SELECTED EXTRACT:

■ ■ ■ ■ ■ ■ ■

The Missional Family

2015 Epworth Sending Forth Service - Photo Credit: Ryan Klinck

2015 Epworth Sending Forth Service - Photo Credit: Ryan Klinck

The Missional Family
The Missional Community as a Means of Grace, Week 8
by
Adam White

We were created for one another.

I believe that God’s missional desire for us as followers of Christ and sacred children of this earth is to enter into deeper loving relationships with one another.

The last few weeks we have been addressing what it means to live out our journeys of salvation missionally; how we need to show up and be aware of others in need and where God is leading us; how actively practicing mission requires an equal dynamic, one where we naturally grow in relationship with the people we serve with; and how we can expect to be transformed through God’s perfecting love as we serve with others. All of this leads us to that basic, but foundational, realization that – we, as God’s children, were created to live for one another in real, colorful, complex, and beautiful relationships.

Our emphasis for building more equal relationships with other people around us who are hurting or are in need, is not to gratify ourselves or to check-off a line-item of what we think God wants us to do. Our emphasis in caring and being cared for by others is to create a missional family.

This family is one where our struggles to care for one another are given room to be carefully reconciled by God’s Spirit. The missional family is a community of people who come just as they are and are celebrated for the gift of sacredness and life they each bring with them. How we ground ourselves in pursuing God through prayer, radical hospitality, and being transformed by love all support the communal salvation we are part of as a family.

As a missional family we explore what prayer practices might nourish us collectively. We strive to enter into this exploration with openness and vulnerability to experience God’s grace by learning from each family member’s unique perspective on prayer.

■ ■ ■ ■ ■ ■ ■

DATA SECTION:
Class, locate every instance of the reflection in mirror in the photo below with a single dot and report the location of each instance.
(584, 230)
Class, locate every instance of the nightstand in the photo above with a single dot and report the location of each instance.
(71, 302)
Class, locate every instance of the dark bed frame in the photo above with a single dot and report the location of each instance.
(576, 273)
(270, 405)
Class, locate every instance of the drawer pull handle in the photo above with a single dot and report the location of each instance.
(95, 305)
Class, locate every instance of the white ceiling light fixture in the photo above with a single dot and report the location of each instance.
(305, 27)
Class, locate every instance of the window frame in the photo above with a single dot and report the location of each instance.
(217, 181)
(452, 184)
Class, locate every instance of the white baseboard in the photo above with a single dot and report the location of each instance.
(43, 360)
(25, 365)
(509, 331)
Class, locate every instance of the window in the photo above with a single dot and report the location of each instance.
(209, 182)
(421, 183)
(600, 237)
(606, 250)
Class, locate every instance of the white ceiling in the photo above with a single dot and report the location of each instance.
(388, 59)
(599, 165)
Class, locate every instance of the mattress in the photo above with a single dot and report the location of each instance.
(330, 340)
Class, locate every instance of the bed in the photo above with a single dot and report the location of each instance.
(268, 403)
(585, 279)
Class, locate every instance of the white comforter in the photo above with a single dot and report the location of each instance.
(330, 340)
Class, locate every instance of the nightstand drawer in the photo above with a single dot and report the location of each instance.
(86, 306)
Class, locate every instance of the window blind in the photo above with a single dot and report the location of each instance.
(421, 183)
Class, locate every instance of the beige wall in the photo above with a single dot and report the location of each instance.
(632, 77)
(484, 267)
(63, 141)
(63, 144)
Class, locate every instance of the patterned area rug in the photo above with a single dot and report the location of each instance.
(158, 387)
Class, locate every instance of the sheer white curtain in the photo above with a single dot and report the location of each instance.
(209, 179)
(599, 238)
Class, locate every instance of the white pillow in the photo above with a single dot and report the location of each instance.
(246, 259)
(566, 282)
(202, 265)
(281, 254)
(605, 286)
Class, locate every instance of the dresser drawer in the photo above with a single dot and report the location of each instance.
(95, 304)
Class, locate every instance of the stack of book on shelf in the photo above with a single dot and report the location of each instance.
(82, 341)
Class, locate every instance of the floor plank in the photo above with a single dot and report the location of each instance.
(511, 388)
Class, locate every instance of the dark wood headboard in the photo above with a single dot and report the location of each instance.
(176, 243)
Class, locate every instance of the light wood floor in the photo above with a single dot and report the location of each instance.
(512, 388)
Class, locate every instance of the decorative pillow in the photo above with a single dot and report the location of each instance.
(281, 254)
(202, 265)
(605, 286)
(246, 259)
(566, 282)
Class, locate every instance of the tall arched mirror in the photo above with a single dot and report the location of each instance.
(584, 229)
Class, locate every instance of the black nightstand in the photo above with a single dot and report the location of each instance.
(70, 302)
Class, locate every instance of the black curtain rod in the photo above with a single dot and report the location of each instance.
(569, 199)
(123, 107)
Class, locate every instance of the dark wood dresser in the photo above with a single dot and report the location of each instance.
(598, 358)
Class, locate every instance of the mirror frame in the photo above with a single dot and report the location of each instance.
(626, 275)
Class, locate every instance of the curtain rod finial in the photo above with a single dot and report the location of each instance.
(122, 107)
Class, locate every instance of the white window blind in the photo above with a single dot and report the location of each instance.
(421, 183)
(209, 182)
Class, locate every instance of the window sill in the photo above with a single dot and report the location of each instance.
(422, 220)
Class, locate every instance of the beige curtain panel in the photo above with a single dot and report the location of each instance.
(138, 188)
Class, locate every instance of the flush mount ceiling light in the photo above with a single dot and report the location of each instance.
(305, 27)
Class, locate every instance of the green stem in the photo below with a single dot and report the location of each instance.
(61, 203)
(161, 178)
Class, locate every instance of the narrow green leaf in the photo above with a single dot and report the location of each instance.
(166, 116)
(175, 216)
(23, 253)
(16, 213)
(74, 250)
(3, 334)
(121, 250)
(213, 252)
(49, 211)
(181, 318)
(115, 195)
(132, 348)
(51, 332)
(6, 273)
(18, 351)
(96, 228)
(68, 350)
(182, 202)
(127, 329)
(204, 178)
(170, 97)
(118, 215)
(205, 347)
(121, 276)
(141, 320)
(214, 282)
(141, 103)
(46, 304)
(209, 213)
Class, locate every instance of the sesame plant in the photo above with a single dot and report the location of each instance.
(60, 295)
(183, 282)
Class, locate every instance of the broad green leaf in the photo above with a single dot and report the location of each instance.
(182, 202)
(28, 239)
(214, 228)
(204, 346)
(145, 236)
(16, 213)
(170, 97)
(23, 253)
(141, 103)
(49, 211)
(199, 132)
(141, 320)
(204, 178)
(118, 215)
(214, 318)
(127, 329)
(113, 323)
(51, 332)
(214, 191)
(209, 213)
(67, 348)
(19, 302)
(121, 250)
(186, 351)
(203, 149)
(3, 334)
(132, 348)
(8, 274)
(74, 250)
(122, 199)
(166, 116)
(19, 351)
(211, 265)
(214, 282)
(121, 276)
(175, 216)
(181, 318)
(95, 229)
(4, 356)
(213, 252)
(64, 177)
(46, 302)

■ ■ ■ ■ ■ ■ ■

EXERCISE REQUIREMENTS:
• a. From the essay on the missional family, reproduce the passage that begins at the words "I believe that" and stops after the words "and beautiful relationships.".
• b. In the essay on the missional family, what three things are named as the ways we ground ourselves in pursuing God?
• c. Translate this sentence from the essay on the missional family into Spanish: "As a missional family we explore what prayer practices might nourish us collectively."

COMPLETED EXERCISE:
• a.
I believe that God’s missional desire for us as followers of Christ and sacred children of this earth is to enter into deeper loving relationships with one another.

The last few weeks we have been addressing what it means to live out our journeys of salvation missionally; how we need to show up and be aware of others in need and where God is leading us; how actively practicing mission requires an equal dynamic, one where we naturally grow in relationship with the people we serve with; and how we can expect to be transformed through God’s perfecting love as we serve with others. All of this leads us to that basic, but foundational, realization that – we, as God’s children, were created to live for one another in real, colorful, complex, and beautiful relationships.

• b. Prayer, radical hospitality, and being transformed by love.

• c. Como familia misional, exploramos qué prácticas de oración podrían nutrirnos colectivamente.